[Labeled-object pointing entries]
..........

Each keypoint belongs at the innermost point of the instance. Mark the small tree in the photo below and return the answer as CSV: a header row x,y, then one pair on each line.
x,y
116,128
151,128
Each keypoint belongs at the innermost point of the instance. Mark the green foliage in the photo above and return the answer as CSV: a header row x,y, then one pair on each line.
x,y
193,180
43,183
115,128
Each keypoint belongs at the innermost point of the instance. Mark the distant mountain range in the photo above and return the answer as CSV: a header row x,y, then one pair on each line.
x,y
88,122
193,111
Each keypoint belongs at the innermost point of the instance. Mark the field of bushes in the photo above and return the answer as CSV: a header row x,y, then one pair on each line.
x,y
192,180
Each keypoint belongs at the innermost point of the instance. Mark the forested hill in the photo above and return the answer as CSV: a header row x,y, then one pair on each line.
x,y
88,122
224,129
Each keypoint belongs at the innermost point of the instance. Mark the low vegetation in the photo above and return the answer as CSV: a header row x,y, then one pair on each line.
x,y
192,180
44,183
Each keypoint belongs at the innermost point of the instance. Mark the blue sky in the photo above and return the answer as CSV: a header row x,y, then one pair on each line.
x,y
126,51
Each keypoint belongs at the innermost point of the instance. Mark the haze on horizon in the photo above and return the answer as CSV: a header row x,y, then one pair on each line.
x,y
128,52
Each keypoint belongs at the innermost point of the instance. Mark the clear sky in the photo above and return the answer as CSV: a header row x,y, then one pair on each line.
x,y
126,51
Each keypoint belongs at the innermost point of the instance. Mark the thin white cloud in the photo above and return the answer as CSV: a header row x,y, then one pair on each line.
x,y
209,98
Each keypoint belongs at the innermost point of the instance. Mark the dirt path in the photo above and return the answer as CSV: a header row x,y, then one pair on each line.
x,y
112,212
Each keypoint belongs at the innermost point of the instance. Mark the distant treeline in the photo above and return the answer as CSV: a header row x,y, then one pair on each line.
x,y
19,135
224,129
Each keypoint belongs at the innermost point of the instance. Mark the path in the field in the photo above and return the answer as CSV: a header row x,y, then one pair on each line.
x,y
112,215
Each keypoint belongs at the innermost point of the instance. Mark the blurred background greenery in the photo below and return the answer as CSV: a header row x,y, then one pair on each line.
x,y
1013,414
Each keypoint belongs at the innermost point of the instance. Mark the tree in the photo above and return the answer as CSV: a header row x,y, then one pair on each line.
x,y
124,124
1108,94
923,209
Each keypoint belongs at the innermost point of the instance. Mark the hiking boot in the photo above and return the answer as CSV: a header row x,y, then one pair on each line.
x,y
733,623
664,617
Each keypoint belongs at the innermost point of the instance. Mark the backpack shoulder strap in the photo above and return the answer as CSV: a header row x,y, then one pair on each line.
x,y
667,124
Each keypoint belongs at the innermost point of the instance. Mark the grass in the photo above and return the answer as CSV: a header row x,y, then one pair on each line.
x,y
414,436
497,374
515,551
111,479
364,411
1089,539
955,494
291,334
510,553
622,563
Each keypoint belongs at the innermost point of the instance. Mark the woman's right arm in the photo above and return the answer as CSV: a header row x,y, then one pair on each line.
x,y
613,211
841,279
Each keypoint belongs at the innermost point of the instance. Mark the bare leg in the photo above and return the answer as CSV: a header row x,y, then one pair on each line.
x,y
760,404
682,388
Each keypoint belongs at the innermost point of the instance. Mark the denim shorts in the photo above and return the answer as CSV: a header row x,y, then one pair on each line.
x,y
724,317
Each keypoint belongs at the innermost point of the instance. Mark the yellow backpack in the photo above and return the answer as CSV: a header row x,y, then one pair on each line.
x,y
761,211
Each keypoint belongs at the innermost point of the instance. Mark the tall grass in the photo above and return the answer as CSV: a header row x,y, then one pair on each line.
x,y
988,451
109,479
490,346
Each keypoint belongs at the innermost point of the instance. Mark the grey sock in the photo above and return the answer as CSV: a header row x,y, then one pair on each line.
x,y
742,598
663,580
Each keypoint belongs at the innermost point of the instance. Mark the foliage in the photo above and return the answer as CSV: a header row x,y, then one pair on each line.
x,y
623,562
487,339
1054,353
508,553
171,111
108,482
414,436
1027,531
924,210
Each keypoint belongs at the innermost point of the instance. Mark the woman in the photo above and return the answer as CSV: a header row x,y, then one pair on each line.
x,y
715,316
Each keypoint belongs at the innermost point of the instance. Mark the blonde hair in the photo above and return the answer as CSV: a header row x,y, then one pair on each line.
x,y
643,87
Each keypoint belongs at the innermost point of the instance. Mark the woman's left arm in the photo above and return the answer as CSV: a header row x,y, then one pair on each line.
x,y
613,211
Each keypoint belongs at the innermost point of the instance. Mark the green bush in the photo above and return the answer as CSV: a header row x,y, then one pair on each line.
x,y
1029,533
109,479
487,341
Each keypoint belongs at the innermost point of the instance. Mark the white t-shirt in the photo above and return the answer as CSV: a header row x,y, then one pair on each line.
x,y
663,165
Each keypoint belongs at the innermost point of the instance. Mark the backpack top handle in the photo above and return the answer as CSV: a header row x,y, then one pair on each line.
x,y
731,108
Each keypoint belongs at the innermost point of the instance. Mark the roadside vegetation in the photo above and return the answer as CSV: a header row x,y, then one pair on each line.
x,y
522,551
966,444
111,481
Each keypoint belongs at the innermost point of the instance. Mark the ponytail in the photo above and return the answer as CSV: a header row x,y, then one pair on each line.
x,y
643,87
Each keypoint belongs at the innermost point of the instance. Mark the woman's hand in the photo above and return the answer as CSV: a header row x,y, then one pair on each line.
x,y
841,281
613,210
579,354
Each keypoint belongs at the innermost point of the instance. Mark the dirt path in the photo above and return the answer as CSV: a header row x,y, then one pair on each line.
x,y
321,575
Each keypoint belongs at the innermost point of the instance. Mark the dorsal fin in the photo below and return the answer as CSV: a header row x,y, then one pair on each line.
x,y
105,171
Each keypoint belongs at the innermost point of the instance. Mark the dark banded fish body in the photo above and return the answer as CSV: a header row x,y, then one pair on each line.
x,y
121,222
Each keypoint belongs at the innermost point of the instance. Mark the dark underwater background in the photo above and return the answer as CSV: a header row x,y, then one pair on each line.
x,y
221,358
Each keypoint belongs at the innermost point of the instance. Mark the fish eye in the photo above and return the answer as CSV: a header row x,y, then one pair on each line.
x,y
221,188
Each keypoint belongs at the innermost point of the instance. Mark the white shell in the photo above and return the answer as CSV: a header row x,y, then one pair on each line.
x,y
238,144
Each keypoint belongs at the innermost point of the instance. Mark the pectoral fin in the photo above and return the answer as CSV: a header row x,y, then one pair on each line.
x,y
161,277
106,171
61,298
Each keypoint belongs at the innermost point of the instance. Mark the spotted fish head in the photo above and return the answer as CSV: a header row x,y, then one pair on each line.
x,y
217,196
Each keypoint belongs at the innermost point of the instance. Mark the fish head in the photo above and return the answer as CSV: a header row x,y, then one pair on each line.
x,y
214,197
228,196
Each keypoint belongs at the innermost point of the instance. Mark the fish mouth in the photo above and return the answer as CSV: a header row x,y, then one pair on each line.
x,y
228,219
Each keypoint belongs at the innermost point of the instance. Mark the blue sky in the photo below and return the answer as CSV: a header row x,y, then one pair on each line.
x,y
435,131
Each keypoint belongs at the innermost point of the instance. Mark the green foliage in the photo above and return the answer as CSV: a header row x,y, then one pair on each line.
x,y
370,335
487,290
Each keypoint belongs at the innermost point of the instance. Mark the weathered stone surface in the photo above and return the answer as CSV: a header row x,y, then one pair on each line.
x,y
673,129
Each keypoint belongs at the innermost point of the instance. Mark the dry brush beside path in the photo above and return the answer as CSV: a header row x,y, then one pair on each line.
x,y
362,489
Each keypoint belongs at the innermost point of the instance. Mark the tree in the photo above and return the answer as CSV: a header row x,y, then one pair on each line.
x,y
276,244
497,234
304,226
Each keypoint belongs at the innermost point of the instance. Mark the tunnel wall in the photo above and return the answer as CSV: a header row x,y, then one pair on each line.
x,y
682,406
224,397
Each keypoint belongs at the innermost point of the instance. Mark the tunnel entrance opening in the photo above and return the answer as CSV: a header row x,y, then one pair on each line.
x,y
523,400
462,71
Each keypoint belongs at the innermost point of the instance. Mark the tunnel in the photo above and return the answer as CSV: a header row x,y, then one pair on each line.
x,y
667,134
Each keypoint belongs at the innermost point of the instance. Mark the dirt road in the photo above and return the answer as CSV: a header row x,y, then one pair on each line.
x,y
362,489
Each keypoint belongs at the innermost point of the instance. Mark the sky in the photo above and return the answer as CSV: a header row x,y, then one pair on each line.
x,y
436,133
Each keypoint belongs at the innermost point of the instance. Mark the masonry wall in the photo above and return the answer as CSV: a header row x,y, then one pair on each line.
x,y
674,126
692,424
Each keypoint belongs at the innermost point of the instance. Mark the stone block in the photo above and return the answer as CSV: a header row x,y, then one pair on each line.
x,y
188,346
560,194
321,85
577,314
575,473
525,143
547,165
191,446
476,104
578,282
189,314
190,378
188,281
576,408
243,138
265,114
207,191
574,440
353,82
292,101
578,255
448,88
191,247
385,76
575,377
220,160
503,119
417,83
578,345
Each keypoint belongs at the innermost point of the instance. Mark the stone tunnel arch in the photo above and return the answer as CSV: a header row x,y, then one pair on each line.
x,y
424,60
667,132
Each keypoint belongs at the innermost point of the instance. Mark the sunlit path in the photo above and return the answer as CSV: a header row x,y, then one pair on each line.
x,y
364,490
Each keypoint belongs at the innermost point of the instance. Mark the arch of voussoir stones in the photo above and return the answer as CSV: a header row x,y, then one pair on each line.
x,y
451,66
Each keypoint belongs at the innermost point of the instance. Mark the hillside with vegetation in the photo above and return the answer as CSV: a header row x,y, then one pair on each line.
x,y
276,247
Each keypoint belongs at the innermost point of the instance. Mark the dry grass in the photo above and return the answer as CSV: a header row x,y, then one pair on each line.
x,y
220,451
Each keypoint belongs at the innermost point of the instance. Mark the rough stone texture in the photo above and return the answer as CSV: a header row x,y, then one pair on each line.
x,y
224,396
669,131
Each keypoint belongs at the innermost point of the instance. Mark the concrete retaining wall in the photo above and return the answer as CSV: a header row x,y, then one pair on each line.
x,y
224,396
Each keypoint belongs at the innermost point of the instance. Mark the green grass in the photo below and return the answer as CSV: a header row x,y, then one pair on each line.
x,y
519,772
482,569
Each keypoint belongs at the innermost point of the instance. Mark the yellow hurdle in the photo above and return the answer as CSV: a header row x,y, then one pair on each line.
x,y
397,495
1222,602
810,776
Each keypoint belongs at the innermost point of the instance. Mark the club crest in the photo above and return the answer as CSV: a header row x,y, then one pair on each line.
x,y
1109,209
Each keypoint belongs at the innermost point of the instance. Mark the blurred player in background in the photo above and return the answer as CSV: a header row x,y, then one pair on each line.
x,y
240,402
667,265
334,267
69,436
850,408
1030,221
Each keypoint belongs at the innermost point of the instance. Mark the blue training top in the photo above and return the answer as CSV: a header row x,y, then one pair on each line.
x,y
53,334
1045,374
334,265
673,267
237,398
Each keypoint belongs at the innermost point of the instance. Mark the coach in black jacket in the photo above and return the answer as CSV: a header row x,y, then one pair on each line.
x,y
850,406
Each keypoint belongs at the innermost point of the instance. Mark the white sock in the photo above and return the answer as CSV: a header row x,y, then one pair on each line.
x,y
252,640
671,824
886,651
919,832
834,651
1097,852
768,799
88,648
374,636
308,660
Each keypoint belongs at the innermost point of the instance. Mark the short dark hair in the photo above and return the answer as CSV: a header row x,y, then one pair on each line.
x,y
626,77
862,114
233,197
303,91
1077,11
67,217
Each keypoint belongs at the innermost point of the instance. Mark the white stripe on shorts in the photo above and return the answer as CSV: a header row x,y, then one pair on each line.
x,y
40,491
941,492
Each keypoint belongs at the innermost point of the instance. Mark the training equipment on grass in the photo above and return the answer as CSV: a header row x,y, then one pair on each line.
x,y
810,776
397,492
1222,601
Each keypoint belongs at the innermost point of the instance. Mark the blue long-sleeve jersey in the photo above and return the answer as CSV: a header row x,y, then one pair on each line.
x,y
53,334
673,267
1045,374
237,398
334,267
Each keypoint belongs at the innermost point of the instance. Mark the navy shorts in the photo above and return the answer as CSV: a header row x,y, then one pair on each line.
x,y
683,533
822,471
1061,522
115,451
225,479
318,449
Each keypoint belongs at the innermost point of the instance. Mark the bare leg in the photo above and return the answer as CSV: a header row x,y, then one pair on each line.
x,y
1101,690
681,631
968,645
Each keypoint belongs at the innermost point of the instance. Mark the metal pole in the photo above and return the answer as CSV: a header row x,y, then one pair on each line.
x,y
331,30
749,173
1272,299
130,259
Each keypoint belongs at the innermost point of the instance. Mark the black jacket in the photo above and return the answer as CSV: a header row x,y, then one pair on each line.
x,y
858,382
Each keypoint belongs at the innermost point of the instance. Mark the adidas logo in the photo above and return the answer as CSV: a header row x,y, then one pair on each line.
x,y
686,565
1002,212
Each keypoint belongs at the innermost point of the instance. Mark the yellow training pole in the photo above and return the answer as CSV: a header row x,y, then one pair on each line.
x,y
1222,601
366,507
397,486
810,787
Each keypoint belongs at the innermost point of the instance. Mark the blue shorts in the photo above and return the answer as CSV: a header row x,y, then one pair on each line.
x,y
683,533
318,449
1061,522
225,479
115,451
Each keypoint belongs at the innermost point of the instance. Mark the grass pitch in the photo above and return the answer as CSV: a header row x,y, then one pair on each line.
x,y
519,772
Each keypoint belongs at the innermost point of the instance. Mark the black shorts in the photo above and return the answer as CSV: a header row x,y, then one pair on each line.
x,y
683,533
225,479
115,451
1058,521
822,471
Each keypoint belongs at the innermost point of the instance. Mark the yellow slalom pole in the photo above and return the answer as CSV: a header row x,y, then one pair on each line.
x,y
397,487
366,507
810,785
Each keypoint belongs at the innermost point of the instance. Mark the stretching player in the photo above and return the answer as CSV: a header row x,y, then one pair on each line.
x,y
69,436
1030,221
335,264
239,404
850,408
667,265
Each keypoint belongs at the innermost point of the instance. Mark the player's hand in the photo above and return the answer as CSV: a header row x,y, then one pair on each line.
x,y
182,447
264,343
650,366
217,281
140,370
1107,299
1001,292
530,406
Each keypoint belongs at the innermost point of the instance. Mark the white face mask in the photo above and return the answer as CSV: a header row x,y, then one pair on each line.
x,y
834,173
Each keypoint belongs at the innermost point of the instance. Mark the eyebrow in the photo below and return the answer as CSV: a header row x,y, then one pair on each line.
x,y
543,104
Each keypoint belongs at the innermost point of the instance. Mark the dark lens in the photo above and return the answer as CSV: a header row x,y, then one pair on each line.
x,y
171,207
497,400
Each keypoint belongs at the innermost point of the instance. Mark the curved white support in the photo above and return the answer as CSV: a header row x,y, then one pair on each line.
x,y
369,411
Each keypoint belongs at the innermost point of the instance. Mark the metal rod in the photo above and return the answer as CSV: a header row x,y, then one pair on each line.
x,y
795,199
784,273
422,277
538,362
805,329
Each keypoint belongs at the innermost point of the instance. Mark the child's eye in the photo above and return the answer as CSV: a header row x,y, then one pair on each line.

..........

● TASK STATEMENT: Your answer should consist only of the lines from the one with "the dark lens" through the end of the data above, reproduced exactly.

● FINISHED EXERCISE:
Each keypoint belongs at the innermost point of the instance. Mark the dark lens in the photo above and return the answer as CSV: a header row x,y, then one pair on each line.
x,y
171,207
497,400
Each keypoint belongs at the innermost point of the instance. Mark the curved white support in the photo above and return the answer as CSV: a header row x,y, then one pair on each line.
x,y
369,411
Each keypoint belongs at the innermost point of the instance. Mark the metal rod in the photo above and return the answer as CSV: a header row x,y, then one pair on each line.
x,y
795,199
784,273
422,277
538,362
805,329
Each keypoint belongs at the innermost point of the instance. Mark the child's eye in the photo above and return the answer as CSV: a header row x,y, then one pair on each line.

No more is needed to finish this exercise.